PROBLEM TO WORK ON:
Nothing in the data may be altered; restate all of it exactly.
=== Begin Enclosure ===
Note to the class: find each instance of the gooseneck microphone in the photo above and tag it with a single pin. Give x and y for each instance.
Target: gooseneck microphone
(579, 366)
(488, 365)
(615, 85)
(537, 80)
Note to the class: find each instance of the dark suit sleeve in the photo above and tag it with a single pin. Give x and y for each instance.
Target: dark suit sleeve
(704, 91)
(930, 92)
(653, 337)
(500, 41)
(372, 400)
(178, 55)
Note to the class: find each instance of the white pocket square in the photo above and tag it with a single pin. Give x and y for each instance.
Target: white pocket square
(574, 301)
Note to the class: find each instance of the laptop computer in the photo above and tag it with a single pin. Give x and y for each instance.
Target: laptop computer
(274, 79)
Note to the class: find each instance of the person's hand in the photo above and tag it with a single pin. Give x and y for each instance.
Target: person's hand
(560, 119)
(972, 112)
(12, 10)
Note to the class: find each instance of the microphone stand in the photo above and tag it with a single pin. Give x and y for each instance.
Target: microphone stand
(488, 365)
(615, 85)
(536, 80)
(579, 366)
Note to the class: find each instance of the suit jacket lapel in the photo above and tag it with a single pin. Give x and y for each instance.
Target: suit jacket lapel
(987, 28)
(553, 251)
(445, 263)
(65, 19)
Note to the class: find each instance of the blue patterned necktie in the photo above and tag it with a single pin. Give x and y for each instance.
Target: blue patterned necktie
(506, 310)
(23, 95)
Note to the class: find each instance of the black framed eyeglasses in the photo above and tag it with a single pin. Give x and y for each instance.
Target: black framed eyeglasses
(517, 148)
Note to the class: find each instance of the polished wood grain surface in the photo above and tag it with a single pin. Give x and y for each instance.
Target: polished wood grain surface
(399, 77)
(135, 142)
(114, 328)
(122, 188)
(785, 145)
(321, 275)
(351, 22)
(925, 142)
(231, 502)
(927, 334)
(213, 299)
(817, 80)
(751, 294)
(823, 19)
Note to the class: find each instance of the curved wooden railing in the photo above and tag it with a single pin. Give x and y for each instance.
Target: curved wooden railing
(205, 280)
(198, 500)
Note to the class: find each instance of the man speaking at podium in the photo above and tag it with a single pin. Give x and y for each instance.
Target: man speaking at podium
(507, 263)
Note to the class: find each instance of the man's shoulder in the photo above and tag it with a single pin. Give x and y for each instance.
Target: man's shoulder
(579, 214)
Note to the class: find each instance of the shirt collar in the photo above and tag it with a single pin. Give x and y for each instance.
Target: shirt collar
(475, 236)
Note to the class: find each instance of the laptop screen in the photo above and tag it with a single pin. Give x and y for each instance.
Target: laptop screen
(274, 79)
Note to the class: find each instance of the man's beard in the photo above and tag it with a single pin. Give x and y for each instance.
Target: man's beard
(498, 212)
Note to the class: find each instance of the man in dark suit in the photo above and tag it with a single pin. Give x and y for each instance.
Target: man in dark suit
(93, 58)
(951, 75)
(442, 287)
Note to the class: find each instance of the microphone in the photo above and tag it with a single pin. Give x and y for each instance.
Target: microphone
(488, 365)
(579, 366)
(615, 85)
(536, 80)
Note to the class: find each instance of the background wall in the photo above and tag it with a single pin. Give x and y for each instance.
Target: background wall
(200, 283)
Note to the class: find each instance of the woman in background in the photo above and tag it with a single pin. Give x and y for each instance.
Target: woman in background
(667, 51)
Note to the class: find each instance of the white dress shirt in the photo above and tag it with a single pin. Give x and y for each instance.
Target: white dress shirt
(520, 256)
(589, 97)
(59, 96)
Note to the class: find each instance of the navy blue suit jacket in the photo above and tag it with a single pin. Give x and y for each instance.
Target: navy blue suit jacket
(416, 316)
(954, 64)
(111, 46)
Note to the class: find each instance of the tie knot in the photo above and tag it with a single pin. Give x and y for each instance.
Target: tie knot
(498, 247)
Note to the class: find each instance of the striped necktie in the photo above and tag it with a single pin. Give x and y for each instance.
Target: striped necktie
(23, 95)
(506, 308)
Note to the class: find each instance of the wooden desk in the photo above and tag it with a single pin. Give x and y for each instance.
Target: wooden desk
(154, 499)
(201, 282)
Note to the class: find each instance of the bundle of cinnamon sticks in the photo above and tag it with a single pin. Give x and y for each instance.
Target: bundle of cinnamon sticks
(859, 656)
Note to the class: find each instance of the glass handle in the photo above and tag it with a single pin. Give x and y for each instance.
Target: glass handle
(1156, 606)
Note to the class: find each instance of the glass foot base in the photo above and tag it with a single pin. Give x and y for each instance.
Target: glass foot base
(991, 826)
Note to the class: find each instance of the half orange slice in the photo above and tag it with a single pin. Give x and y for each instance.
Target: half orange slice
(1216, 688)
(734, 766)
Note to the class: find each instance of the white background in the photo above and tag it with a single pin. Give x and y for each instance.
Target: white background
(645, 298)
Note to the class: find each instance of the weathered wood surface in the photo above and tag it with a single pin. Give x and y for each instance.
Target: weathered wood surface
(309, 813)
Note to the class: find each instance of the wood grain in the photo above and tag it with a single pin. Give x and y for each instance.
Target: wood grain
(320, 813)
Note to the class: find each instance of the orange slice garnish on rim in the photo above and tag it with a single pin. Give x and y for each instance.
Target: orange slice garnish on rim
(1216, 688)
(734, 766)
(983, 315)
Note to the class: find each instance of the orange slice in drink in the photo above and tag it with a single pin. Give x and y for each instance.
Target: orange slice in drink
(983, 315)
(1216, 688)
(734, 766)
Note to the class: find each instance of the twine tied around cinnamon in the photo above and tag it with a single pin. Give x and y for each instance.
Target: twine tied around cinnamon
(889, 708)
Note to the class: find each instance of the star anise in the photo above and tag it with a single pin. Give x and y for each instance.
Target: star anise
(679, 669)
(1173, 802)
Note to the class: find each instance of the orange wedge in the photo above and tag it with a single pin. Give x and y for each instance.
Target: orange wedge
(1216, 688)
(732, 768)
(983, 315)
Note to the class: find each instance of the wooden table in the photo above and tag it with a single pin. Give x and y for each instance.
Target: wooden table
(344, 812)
=== End Enclosure ===
REPLY TO THE TASK:
Note to the class: find each instance of the gooseneck microphone in the photo above and tag it with a single pin. Give x and y for each instance.
Target: gooseneck microphone
(579, 366)
(488, 365)
(615, 85)
(537, 80)
Note to the class: find each instance of the dark suit sleeve in the photo above and tag it with a single pin. Give x and y for each instance.
Target: dark suit sleeve
(704, 91)
(930, 92)
(653, 337)
(500, 41)
(372, 400)
(178, 55)
Note to the class: find each instance of the white pocket square in the photo above and tag it with a single pin. Give x and y for each instance.
Target: white pocket square
(574, 301)
Note to the class: find each instance of the laptop computer in the photo above and tag it with a single pin. Give x and y for each instance.
Target: laptop computer
(274, 79)
Note to the class: find each instance of the person's hand in the photo above and tag it with a single pin. Give x and y for each instance.
Target: person's hand
(560, 119)
(972, 112)
(12, 10)
Note to the class: find each instance of the microphone stand in the photo above and tag it with a single pin. Give x and y for each instance.
Target: microphone stand
(488, 365)
(615, 85)
(536, 80)
(579, 366)
Note to the class: find each instance of the suit jacket lapel in the photo above and tag it with a single pin. Give x and y for each instance.
Target: suit jacket lapel
(987, 28)
(553, 251)
(445, 263)
(65, 19)
Note to the class: find each instance of the blue patterned necktie in the photo above and tag it with a single pin. Give x and y for each instance.
Target: blue patterned necktie
(506, 310)
(23, 95)
Note to the class: find each instance of the black framed eyeglasses in the photo above and tag it with a single pin. Give x and y for each instance.
Target: black framed eyeglasses
(517, 148)
Note to the class: find each instance of the polished wood grain surface in the photo above and tag it with a single pin. Give x and y for each instance.
Target: polished wood grain surface
(399, 77)
(135, 142)
(114, 328)
(122, 188)
(785, 145)
(321, 275)
(351, 22)
(925, 142)
(231, 502)
(927, 334)
(213, 299)
(817, 80)
(751, 294)
(823, 19)
Note to the class: find each instance of the curved wooden railing in the photo above and tag it with a single pin. Give x and y for each instance.
Target: curved wooden railing
(205, 280)
(198, 500)
Note to the class: find each instance of the man speaking at podium in the photo above and tag it with a single pin. Give x and y for each instance.
Target: man speaking at podium
(507, 263)
Note to the class: find each instance of the man's shoulder in the photo above and tag it with a single pin. Give x and y for each instance.
Target: man's shoulder
(579, 214)
Note to the class: find each instance of the shirt collar in the photo above and tag it with a single pin. Give x and y for each instance.
Target: shirt collar
(475, 236)
Note to the class: find each instance of the laptop screen in the photo above and tag it with a single pin. Give x and y for each instance.
Target: laptop screen
(274, 79)
Note to the class: find each instance of the man's beard in the photo above and tag it with a single pin. Give x and y for each instance.
Target: man's beard
(498, 212)
Note to the class: find each instance of the man in dark suit in the photo above and tag it with a single pin. Give x and y for each instance.
Target: man in dark suit
(93, 58)
(951, 75)
(442, 287)
Note to the class: find each instance of the microphone in the photo above and tag it with a single pin. Give x and y for each instance.
Target: microphone
(488, 365)
(579, 366)
(615, 85)
(536, 80)
Note to the class: find each instance of the background wall in the photo above and tag it with a single pin. Give x and y for each instance.
Target: background wall
(200, 283)
Note to the class: find each instance of the woman in background in the photo above and tag it with a single pin. Give x and y for each instance.
Target: woman in background
(667, 51)
Note to the class: find each instance of the white dress shirt in the photo above and tag it with a single pin. Give x and y for each instance.
Target: white dress shirt
(520, 256)
(589, 97)
(59, 96)
Note to the class: find each instance of the navy blue suit jacket in the photo above and tag it with a single pin. Give x and y for each instance.
Target: navy blue suit jacket
(416, 316)
(954, 64)
(111, 46)
Note to the class: find each instance of the tie knot in the photo above and tag it with a single pin. Give x and y for each instance.
Target: tie knot
(498, 247)
Note to the class: find each instance of the striped necktie in the photo above and tag it with a single pin. Give x and y for each instance.
Target: striped necktie
(23, 95)
(506, 308)
Note to the class: find each instance of the wooden desk in the photo above and tag it with a single pin. Give x and y for each instance.
Target: wooden desk
(154, 499)
(201, 282)
Note to the class: find each instance of the bundle of cinnamon sticks in the photo above and tag it with a single pin. Give x and y for each instance.
Target: bundle of cinnamon sticks
(859, 656)
Note to the class: find each instance of the glass handle in the photo above and tag it with a single pin. Give x and y for each instance.
Target: glass handle
(1156, 606)
Note to the class: find each instance of the glass foot base in the photo above and tag it with a single pin. Give x and y for each instance.
Target: glass foot base
(991, 826)
Note to the class: find each instance of the half orange slice in the photo above and tag it with a single pin. Give x and y for each instance.
Target: half orange slice
(1216, 688)
(734, 766)
Note to the class: find each instance of the white background in the photo above and tag it with a single pin. Give x and y for each instance.
Target: white background
(645, 298)
Note to the class: find each instance of the weathered wood surface in the photo above and tag it with a single pin. Give x and y for each instance.
Target: weathered wood surface
(309, 813)
Note to the class: find each instance of the wood grain in the photo above and tag it with a single pin. Give x and y for each instance.
Target: wood grain
(320, 813)
Note to the class: find each instance of the orange slice garnish on rim in the photo above and tag it with a single pin. Give x and y for each instance.
Target: orange slice garnish on rim
(1216, 688)
(734, 766)
(983, 315)
Note to the class: find each instance of the orange slice in drink in the photo above and tag it with a single pin. Give x and y for each instance.
Target: orange slice in drink
(983, 315)
(1216, 688)
(734, 766)
Note to the class: find each instance of the twine tied around cinnamon in the photo above and tag it with a single pin. Give x and y for each instance.
Target: twine tied around cinnamon
(889, 708)
Note to the class: find each instance of the star anise in the photo above and tag it with a single pin. Give x and y for each instance.
Target: star anise
(679, 669)
(1173, 802)
Note to the class: find each instance of the orange wedge in the photo above and tag it with a single pin. Give x and y for each instance.
Target: orange wedge
(1216, 688)
(732, 768)
(983, 315)
Note to the class: find each instance of the wooden table in the photo above and tag it with a single pin. Give x and y for each instance.
Target: wooden table
(344, 812)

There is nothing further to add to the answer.